Exercise instructions:
Reproduce all of the data exactly, with no line skipped.

Available records:
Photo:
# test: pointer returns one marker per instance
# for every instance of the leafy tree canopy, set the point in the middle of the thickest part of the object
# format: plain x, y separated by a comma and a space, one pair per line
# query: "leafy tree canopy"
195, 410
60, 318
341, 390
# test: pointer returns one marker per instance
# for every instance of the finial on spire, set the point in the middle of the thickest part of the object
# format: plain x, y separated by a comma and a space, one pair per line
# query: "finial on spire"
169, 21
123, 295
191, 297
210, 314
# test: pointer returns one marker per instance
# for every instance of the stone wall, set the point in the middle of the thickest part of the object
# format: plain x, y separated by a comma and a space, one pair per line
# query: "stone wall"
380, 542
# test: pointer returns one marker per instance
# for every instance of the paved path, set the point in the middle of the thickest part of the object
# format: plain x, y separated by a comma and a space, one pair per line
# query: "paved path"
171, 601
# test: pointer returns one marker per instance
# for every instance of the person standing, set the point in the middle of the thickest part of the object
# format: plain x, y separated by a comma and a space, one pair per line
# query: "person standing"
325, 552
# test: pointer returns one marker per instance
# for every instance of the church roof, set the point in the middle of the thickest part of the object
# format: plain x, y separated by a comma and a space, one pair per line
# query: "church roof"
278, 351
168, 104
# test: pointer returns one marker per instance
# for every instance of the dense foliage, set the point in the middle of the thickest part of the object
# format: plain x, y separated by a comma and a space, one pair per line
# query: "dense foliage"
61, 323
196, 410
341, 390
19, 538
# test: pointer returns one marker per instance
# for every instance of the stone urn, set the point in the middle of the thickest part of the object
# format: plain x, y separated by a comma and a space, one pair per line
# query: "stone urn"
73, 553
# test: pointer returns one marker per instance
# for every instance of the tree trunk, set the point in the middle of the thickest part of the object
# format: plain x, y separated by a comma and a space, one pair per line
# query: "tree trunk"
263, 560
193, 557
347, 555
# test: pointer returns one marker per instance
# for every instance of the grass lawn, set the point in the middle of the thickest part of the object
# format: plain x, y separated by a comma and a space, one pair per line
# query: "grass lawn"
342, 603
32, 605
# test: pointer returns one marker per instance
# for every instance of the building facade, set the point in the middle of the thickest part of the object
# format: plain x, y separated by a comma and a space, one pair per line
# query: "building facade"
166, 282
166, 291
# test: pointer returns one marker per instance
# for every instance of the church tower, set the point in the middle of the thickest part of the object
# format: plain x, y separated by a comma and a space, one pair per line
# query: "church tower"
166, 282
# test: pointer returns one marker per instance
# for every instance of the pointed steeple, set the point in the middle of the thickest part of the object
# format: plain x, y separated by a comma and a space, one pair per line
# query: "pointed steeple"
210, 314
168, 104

Problem solution:
Photo:
# test: pointer returns one marker per instance
# for every instance of the leafy tree canopy, set the point in the middle of the thickest part of the object
# format: plain x, y separated by a comma and a space, one pair per line
# query: "leafy tree canopy"
195, 410
60, 318
341, 390
# test: pointer returns one marker per instance
# for every instance of the finial on spire, set the point in the middle of the thickest part of the object
# format: plain x, y separated by a comma and a space, one pair per line
# query: "finial on spire"
169, 21
123, 295
191, 297
210, 314
# test: pointer returns one marker per instance
# for every instance of the stone wall, set the point in the middle of the thickest part of the object
# format: plain x, y separated by a comma and a space, one pair per line
# query: "stone wall"
380, 542
# test: pointer returns one marker per instance
# for every instance of the paved path, set the point in the middle of the thickest part of the object
# format: plain x, y separated by a comma and a space, one pair per line
# query: "paved path"
171, 601
# test: pointer returns one marker per instance
# for every instance of the person standing, set the point in the middle of the thickest part of the object
# format: plain x, y separated by a comma and a space, one pair per line
# query: "person standing"
325, 552
# test: pointer returns one marker per instance
# for every instance of the church roof, set the point in the middle of the thickest part of the object
# format: plain x, y separated by a comma and a space, one pair per line
# query: "church roof"
278, 351
168, 104
# test: pointer returns one marker per instance
# for every instance of the dense foliage, set the point in the middle of the thickest part of the object
# format: plain x, y separated by a comma and a space, one pair per line
# query: "dense foliage"
61, 323
196, 410
341, 390
19, 538
# test: pointer returns one marker per instance
# for every instance of the stone urn, set the point in the middle of the thickest part of the object
# format: plain x, y separated by a comma and a space, one pair per line
# query: "stone urn"
73, 553
# test: pointer returns one marker per instance
# for every instance of the tree trunk, set the point in the middle of the thickest part of the object
# format: plain x, y separated by a comma and a space, one pair per line
# query: "tree trunk"
263, 560
193, 557
347, 555
# test: pointer returns one marker per instance
# for every instance of the grass lawn, set the point in the middle of the thickest part of the object
# format: plain x, y separated by a comma and a space, one pair per line
# query: "grass lawn"
342, 603
32, 605
# test: pointer returns one marker per instance
# for every instance of the building facade, set the point in the middle of the thickest part of the object
# format: plain x, y separated by a comma and a space, one pair per line
# query: "building facade"
166, 282
166, 291
# test: pointer returns one marker per instance
# for every instance of the church tower, set the point in the middle of the thickest part of the object
# format: plain x, y separated by a comma and a space, one pair per line
# query: "church tower"
166, 282
# test: pointer returns one marker per instance
# for every instance of the pointed steeple, set the point in the middle of the thickest part of the object
# format: plain x, y separated by a comma and a space, one pair per line
# query: "pointed steeple"
210, 314
168, 104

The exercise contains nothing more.